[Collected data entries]

* * * * * * * * *

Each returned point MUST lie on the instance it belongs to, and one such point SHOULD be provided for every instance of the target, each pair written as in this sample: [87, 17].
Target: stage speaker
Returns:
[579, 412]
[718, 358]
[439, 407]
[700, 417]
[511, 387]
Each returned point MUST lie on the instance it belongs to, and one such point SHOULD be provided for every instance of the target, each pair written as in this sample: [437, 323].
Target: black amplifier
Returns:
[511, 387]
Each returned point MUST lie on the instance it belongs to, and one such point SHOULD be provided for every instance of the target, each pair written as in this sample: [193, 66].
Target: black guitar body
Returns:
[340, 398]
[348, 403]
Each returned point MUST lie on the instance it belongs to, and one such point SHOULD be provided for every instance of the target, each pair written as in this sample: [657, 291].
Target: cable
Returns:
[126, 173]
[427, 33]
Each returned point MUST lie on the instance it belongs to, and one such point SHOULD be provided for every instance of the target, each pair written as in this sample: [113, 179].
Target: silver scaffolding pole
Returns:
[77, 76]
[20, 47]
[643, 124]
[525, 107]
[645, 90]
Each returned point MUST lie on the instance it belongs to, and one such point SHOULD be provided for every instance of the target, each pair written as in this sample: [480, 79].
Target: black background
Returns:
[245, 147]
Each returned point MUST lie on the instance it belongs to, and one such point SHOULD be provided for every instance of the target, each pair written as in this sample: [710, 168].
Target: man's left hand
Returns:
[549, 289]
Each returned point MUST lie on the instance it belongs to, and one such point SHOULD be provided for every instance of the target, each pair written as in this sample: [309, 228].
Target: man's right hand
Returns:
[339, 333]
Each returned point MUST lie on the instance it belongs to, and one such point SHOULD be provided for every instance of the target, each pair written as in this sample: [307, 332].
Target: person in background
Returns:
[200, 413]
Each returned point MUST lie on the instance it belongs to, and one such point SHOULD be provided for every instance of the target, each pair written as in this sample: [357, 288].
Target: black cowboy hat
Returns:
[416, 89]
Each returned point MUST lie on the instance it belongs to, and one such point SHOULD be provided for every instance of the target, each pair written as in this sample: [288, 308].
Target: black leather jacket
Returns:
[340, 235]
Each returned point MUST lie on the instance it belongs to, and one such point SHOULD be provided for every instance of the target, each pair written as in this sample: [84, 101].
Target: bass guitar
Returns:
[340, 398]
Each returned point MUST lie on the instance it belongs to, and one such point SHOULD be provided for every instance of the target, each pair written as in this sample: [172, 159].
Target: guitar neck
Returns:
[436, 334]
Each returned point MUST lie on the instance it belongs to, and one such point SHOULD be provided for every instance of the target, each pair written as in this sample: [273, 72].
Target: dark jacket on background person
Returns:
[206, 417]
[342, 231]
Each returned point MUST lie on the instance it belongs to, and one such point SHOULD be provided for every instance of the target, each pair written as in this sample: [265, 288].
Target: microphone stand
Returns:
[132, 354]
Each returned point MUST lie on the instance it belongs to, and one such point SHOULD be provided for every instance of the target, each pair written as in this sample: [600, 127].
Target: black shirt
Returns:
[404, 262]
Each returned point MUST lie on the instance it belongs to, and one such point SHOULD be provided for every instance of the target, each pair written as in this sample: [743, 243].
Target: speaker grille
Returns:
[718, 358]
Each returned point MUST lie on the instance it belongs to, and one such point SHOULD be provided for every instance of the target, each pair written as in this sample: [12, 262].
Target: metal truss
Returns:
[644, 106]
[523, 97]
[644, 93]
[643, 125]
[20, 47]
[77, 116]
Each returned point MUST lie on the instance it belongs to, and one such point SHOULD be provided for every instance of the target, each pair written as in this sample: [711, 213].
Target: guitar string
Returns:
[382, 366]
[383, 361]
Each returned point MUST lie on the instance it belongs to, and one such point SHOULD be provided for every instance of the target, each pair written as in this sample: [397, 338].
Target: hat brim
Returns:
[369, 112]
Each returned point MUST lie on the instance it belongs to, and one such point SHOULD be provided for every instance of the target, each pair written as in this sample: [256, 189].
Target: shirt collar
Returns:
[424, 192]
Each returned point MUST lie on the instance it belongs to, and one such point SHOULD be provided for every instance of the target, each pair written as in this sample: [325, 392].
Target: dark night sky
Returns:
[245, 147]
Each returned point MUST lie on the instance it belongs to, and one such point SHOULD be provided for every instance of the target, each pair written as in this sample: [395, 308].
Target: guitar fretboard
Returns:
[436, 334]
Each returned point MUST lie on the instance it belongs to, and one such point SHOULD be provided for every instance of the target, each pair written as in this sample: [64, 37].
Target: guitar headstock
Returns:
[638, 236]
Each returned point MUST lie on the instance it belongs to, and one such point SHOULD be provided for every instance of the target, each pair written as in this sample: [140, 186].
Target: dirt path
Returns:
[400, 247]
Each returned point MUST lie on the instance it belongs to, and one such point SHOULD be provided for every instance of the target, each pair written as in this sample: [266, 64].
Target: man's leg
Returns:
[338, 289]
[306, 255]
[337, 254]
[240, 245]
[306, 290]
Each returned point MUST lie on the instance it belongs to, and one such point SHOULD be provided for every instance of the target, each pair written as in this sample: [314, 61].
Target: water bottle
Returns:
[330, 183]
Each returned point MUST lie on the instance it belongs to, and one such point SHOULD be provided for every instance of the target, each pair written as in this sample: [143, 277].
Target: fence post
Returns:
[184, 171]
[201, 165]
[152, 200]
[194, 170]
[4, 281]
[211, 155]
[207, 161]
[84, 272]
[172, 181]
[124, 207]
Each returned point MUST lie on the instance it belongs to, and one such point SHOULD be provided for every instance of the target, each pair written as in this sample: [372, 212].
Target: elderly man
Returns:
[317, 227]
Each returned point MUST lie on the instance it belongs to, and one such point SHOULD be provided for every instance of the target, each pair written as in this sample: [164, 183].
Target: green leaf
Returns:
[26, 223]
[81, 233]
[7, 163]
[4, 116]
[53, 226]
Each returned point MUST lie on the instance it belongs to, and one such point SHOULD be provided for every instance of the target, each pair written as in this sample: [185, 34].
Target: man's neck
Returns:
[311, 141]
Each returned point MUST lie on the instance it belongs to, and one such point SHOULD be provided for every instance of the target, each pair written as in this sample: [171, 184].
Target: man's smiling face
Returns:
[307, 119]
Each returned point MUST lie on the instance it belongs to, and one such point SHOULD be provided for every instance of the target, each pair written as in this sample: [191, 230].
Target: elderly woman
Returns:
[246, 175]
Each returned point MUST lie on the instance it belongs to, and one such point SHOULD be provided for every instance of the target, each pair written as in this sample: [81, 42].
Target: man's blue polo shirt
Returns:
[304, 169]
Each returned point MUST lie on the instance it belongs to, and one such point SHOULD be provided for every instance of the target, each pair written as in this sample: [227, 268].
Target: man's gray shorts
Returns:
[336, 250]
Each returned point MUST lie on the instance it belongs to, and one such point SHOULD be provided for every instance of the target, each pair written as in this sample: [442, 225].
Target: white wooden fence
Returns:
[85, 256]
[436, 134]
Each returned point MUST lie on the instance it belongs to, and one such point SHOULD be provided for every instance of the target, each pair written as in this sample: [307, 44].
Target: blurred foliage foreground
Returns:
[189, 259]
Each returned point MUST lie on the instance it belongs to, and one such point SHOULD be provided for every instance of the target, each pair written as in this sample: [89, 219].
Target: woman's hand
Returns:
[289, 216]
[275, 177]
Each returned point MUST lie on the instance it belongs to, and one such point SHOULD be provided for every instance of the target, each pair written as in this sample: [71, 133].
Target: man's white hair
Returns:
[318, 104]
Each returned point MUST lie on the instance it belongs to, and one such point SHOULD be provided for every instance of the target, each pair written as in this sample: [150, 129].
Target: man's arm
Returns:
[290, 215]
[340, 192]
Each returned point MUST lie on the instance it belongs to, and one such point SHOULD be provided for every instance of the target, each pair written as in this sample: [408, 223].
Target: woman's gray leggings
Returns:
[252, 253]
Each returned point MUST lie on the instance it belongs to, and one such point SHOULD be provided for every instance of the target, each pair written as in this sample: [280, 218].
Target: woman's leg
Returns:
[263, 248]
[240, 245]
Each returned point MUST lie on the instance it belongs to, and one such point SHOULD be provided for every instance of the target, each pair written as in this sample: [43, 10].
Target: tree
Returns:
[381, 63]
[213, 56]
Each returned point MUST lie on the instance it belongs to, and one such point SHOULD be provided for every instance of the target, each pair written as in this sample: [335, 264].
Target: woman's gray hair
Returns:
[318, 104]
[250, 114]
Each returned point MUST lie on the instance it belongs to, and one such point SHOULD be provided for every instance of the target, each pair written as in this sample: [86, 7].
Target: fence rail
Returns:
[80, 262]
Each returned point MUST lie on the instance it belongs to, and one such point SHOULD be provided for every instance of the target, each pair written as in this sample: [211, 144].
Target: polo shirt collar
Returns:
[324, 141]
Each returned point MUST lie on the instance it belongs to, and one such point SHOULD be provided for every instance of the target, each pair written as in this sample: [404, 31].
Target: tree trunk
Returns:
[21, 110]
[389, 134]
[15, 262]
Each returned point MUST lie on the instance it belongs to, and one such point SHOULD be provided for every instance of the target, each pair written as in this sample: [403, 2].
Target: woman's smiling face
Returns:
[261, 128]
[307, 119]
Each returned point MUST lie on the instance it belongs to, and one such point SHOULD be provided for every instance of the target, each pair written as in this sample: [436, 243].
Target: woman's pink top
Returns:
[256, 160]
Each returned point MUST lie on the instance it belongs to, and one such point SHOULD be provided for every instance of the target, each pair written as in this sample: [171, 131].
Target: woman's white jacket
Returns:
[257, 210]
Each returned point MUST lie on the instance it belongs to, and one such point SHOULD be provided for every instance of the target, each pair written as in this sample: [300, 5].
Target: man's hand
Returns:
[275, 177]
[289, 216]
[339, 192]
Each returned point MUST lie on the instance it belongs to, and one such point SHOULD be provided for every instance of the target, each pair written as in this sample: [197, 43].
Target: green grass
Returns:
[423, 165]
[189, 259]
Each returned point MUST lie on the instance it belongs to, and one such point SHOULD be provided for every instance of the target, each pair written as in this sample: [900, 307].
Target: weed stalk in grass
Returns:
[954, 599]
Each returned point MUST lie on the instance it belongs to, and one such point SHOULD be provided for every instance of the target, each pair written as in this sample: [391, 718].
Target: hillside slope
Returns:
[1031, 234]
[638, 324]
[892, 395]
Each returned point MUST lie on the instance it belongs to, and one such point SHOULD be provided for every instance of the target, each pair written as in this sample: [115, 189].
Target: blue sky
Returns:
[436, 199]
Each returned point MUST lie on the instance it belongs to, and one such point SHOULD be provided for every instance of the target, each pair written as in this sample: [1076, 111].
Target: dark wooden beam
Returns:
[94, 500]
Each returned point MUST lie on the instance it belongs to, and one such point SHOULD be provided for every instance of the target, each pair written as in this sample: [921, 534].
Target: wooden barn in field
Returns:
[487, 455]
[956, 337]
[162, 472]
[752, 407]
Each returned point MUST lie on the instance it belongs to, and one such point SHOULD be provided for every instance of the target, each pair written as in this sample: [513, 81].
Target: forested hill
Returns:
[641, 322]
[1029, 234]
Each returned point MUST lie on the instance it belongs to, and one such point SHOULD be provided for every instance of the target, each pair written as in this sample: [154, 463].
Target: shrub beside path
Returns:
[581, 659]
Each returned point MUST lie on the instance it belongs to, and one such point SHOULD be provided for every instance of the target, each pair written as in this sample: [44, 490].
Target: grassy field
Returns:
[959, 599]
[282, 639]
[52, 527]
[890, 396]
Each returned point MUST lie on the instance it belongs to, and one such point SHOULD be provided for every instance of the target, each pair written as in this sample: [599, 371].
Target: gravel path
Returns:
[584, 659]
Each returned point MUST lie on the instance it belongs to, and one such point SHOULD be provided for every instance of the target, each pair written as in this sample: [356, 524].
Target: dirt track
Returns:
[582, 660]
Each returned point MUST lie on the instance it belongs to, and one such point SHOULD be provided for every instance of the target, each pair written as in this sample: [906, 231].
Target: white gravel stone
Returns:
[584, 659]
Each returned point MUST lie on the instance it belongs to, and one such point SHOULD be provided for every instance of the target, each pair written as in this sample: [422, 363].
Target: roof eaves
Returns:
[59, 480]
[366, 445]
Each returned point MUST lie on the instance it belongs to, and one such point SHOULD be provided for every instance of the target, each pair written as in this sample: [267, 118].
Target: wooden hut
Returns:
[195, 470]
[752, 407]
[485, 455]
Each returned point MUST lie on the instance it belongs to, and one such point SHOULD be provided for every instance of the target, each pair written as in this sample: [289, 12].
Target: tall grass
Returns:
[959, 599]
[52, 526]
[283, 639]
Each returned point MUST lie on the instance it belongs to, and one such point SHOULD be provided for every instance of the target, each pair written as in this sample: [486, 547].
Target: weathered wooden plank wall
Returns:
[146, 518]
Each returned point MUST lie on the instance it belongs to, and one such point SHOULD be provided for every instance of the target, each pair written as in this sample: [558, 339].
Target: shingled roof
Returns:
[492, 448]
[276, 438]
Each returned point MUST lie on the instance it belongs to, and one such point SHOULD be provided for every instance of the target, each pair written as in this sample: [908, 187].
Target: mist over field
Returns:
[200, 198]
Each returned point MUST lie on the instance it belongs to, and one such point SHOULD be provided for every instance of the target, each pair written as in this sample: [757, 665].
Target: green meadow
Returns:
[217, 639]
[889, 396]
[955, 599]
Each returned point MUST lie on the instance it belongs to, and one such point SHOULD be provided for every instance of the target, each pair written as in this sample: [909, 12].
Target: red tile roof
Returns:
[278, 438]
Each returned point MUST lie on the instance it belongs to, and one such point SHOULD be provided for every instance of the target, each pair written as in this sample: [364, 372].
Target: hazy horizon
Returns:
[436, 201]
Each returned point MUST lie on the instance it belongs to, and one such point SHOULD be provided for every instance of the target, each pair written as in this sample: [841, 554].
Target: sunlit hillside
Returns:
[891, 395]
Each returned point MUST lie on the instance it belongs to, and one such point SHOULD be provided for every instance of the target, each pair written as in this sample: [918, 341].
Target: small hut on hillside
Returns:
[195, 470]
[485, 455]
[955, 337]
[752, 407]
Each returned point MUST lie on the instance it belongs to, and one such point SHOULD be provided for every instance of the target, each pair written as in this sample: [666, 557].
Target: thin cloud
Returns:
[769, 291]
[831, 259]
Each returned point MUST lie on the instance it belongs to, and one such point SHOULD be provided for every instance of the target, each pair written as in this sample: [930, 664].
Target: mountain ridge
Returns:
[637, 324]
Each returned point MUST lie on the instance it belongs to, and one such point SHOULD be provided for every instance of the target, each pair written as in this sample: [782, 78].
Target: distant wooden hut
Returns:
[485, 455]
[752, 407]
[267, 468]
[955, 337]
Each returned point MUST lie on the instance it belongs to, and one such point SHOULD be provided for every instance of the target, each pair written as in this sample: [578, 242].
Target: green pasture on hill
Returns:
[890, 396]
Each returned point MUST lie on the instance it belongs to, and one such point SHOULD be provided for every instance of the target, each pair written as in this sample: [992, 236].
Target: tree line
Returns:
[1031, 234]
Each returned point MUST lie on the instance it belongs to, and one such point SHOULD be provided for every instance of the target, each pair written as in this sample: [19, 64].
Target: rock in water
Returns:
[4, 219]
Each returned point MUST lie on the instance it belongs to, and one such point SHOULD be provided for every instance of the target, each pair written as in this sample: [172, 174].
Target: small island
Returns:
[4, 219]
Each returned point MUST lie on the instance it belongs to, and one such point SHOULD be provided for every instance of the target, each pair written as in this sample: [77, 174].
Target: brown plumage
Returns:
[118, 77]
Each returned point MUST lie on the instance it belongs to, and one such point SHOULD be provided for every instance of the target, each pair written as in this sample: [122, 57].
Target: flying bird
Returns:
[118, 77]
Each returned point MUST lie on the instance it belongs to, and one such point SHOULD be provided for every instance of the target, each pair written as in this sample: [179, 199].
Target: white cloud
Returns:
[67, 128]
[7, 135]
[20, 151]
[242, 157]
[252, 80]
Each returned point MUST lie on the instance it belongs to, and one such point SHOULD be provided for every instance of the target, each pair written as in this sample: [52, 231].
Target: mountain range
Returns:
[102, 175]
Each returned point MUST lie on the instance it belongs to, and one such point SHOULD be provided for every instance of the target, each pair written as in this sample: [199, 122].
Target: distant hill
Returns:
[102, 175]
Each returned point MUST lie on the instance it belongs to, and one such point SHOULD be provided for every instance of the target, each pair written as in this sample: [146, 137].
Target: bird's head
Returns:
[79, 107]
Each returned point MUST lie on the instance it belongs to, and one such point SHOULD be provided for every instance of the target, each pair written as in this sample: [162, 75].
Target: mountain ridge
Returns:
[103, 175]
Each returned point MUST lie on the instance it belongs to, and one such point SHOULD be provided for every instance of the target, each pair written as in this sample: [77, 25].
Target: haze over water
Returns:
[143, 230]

* * * * * * * * *

→ **Task directions**:
Counting only lines that contain the word "face", state how many appear in the entries, and add nothing.

→ **Exercise response**:
2